Passage:
Whether you are a fan of the small artisan bakery or intrigued by the logistics of baking for the masses, this is a thought-provoking film. Wherever we sit on the spectrum of baking, we should all be having these conversations. At this time, we have been unable to source available copies for the Canadian market but have made extensive enquiries and will let you know. You can watch the film as a paid seven-day live stream rental HERE at Blue Ice Docs or if you have a no-zone DVD player order one from amazon.de.            

Bakery tour: Brodflour

Brodflour bills itself as an urban mill and bakery in Toronto with a 48-inch stone mill. Photo by Bakers Journal

Having watched this movie about our industry, my thoughts segued to my Toronto trip.

I was fortunate to be invited to visit two bakeries. The first was Brodflour in Liberty Village, which bills itself as an urban mill and bakery and appears to encompass around 2,000 square feet. Matthew Faust, who runs the business, showed me around. About one-third of the business’s space is taken up by large mill.

“Our stone mill is from New American Stone Mills in Vermont,” Faust told me. It is their largest model with the stones at 48 inches in diameter. It’s capable of producing around 40 kilograms of sifted flour per hour and around 50 kilograms of whole grain.” The bakery is milling roughly 250-350 kilograms of fresh flour, he added.

“Our red fife wheat and hard red wheat are from two different farms in Manitoba, and rye and spelt come from Peterborough, Ont.” he said.

This is an intriguing concept. The baker knows the farmer and is the conduit between the field and the bakery customer. The flour used in the bakery is fresh milled and retains all its nutrients, no additives and no processing aids. The fresh baked products looked and smelled wonderful and reflected the skills of Matthew’s team.

Heritage Grain Challah, a specialty that features red fife wheat, prairie hard red wheat, egg, sugar, wildflower honey and fresh yeast, is served on Fridays.

P.S. The cardamom bun was tender, spicy and delicious! 

Bakery tour: Costco Commissary
My second visit was to Costco Commissary in Vaughan, Ont. 

There, general manager Derek Mantha, my friend and fellow board member, and a graduate of the baking and pastry program at Algonquin College, hosted my tour of the colossal and pristine 100,000-square-foot production facility.

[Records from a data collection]
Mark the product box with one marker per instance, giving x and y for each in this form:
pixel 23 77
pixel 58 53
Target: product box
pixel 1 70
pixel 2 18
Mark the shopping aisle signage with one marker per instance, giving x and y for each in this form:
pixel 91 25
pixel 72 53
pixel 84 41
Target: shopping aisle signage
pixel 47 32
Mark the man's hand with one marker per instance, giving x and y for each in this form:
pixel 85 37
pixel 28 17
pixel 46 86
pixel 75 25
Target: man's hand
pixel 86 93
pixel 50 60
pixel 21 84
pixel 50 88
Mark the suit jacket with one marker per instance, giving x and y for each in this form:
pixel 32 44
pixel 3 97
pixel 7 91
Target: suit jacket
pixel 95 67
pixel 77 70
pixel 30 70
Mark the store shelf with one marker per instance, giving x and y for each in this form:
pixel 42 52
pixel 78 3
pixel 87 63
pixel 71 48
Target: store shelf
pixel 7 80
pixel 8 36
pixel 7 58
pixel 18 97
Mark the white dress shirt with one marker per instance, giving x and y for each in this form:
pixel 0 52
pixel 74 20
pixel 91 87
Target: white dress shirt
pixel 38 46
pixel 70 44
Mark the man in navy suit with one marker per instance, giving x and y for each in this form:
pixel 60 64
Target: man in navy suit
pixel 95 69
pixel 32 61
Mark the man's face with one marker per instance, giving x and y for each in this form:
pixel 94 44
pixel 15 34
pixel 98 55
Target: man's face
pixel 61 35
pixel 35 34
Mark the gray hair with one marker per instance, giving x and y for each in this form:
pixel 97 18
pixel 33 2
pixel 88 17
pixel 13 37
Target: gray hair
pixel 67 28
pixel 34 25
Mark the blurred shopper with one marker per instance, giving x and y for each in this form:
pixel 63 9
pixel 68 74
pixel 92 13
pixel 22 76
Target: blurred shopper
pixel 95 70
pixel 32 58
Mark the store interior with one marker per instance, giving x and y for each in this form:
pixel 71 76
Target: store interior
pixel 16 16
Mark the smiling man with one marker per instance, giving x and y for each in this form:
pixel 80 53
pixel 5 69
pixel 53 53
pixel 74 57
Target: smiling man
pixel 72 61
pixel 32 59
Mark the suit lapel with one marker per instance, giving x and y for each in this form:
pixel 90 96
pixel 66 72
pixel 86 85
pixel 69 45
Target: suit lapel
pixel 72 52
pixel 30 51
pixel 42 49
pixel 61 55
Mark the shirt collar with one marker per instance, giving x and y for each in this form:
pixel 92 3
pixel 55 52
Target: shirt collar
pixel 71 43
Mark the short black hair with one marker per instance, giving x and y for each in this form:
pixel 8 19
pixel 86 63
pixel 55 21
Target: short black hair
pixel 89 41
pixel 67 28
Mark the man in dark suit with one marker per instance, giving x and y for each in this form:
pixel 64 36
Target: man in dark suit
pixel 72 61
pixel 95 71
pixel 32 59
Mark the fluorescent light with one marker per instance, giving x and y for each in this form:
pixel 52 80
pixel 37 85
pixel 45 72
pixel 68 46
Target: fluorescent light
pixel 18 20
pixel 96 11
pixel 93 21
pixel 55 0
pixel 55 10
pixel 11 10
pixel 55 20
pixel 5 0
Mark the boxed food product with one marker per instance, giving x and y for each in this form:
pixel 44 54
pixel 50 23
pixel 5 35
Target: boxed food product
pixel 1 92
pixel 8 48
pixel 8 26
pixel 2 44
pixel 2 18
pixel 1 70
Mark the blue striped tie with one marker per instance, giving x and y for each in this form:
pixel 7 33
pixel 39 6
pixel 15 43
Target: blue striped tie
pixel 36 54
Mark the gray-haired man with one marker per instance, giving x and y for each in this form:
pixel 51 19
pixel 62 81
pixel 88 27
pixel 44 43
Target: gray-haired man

Tasks for this exercise:
**A)** Copy the section of the bakery passage from "Brodflour bills itself" up to and including "my Toronto trip.".
**B)** In the bakery passage, where do the rye and spelt used at Brodflour come from?
**C)** Rewrite the paragraph of the bakery passage that begins "I was fortunate to be invited" as a short list of its main facts.

Answers to the exercises:
**A)**
Brodflour bills itself as an urban mill and bakery in Toronto with a 48-inch stone mill. Photo by Bakers Journal

Having watched this movie about our industry, my thoughts segued to my Toronto trip.

**B)** Peterborough, Ont.

**C)**
- The writer was invited to visit two bakeries.
- The first was Brodflour in Liberty Village, an urban mill and bakery of about 2,000 square feet.
- Matthew Faust, who runs the business, gave the tour.
- A large mill takes up about one-third of the space.